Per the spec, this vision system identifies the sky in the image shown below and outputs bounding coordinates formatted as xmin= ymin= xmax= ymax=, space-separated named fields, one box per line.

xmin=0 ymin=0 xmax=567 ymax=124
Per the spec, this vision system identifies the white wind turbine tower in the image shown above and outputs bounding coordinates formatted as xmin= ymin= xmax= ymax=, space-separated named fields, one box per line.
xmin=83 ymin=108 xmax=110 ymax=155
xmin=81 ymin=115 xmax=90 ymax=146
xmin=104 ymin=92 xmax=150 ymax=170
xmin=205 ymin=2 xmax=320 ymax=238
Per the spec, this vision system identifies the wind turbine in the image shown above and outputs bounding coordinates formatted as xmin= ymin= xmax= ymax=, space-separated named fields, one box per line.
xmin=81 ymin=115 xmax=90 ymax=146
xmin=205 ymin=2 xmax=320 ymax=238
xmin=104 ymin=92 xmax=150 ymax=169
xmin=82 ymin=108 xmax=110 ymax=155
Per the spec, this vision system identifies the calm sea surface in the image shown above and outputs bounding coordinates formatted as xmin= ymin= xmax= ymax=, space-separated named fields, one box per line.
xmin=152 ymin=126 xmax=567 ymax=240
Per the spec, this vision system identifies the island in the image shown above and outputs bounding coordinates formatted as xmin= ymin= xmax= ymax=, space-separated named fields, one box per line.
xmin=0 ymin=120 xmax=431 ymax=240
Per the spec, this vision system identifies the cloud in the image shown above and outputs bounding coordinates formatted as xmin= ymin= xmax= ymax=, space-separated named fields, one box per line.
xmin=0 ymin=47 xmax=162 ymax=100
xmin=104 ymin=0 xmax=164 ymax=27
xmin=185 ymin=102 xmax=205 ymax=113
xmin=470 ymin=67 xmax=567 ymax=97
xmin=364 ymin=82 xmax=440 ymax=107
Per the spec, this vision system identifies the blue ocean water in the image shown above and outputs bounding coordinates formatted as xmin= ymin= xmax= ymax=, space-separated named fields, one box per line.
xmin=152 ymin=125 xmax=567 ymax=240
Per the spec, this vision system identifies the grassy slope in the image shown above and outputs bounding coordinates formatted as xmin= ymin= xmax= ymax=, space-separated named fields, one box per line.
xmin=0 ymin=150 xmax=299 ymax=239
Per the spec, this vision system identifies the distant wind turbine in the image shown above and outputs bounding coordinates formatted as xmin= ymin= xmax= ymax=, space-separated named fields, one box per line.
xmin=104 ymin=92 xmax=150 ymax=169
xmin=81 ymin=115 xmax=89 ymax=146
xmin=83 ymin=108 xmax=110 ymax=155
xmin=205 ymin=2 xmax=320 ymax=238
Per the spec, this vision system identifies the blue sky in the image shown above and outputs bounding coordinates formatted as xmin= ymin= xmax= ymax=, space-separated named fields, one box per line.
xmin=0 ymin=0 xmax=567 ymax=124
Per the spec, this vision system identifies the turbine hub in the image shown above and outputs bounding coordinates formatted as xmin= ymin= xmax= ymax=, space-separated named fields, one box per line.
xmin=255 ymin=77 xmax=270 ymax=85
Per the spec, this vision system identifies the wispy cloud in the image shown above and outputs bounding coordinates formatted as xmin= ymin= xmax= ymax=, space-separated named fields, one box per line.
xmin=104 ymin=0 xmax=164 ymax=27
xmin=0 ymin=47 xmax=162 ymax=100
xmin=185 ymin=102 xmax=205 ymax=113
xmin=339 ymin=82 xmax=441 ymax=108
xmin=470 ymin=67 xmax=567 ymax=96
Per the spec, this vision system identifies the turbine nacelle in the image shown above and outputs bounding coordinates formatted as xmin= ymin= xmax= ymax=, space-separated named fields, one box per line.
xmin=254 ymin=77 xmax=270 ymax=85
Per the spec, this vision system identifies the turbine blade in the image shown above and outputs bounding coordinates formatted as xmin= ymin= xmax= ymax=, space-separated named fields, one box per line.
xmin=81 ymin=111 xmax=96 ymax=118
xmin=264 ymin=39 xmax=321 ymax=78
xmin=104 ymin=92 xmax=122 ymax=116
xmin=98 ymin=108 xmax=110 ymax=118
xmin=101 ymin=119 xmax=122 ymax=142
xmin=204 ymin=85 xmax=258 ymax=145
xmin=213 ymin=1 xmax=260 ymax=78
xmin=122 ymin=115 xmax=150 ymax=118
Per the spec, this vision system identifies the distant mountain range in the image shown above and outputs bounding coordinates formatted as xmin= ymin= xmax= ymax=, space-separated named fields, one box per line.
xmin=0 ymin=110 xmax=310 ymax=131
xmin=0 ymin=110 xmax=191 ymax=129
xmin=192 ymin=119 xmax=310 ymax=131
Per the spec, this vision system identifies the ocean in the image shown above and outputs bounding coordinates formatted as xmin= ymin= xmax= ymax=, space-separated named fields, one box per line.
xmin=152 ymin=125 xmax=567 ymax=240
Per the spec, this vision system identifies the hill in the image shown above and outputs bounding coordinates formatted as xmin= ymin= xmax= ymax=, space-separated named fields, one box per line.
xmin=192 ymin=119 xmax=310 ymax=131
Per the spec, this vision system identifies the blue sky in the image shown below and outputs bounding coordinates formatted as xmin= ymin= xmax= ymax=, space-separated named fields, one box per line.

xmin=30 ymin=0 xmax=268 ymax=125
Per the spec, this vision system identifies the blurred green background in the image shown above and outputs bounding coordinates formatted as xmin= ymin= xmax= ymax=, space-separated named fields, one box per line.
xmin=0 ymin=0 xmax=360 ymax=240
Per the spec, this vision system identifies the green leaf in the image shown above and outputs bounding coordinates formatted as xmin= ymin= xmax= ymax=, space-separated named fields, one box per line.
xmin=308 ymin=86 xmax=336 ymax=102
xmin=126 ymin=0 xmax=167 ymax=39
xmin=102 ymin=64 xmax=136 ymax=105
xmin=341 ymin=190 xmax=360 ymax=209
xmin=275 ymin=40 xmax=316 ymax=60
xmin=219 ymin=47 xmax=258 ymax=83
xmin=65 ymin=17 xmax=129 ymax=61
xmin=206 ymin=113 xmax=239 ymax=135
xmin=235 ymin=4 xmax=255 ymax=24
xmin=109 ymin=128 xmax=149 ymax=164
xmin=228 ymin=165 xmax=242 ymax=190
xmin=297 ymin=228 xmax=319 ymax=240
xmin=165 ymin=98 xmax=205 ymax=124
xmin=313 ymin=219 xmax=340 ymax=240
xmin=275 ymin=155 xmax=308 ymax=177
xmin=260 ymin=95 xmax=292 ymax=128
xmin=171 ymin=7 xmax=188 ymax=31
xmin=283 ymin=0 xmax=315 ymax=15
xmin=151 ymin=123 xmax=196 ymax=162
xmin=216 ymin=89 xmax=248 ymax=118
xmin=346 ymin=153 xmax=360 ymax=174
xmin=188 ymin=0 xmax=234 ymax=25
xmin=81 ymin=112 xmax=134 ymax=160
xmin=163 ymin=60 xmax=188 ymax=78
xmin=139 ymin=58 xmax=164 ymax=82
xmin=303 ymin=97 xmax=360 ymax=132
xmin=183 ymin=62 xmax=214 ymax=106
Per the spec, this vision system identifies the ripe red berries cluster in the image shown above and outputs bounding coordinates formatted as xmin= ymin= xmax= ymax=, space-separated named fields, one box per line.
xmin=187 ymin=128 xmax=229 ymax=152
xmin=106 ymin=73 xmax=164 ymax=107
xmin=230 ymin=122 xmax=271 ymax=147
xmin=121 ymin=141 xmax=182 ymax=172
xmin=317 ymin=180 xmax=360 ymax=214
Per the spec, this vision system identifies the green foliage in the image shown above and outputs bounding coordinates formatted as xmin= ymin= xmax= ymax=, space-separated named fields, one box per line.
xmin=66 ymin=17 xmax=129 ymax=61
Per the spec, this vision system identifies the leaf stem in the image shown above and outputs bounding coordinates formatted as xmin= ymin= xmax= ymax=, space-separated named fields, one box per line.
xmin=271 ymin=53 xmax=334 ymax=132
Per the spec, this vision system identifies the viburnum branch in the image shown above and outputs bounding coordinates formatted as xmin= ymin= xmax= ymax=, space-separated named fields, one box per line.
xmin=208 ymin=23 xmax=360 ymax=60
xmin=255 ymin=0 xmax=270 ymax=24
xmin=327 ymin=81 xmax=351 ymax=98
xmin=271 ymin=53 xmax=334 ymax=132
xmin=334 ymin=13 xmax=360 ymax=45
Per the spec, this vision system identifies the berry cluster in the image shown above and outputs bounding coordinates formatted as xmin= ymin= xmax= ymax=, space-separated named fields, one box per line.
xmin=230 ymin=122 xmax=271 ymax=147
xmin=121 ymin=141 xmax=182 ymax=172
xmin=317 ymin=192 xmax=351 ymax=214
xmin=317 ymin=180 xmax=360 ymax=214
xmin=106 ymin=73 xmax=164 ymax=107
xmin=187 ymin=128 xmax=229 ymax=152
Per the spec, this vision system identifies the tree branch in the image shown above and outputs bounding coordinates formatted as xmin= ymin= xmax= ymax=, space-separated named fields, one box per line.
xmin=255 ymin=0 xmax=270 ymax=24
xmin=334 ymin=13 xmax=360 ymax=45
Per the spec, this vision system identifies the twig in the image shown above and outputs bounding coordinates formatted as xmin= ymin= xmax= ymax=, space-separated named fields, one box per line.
********
**WRITTEN EXERCISE**
Quote, without alteration, the lines from the one that contains "Per the spec, this vision system identifies the turbine hub" through the one that contains "xmin=122 ymin=115 xmax=150 ymax=118", both included.

**EXPECTED OUTPUT**
Per the spec, this vision system identifies the turbine hub in the image shown above and outputs bounding coordinates formatted as xmin= ymin= xmax= ymax=, space-separated named fields, one box per line.
xmin=255 ymin=77 xmax=270 ymax=85
Per the spec, this vision system identifies the wispy cloud in the image shown above and outputs bounding coordinates formatted as xmin= ymin= xmax= ymax=, space-separated named fields, one box per line.
xmin=104 ymin=0 xmax=164 ymax=27
xmin=0 ymin=47 xmax=162 ymax=100
xmin=185 ymin=102 xmax=205 ymax=113
xmin=339 ymin=82 xmax=441 ymax=108
xmin=470 ymin=67 xmax=567 ymax=96
Per the spec, this vision system identifies the turbine nacelle in the image shown above and outputs bounding coordinates formatted as xmin= ymin= xmax= ymax=, space-separated named fields, one box per line.
xmin=254 ymin=77 xmax=270 ymax=85
Per the spec, this vision system identifies the turbine blade in the image shown above and outputs bounding coordinates formatted as xmin= ymin= xmax= ymax=, space-separated named fields, one box per line.
xmin=81 ymin=111 xmax=96 ymax=118
xmin=264 ymin=39 xmax=321 ymax=78
xmin=104 ymin=92 xmax=122 ymax=116
xmin=98 ymin=108 xmax=110 ymax=118
xmin=101 ymin=119 xmax=122 ymax=142
xmin=204 ymin=85 xmax=258 ymax=145
xmin=213 ymin=1 xmax=260 ymax=78
xmin=122 ymin=115 xmax=150 ymax=118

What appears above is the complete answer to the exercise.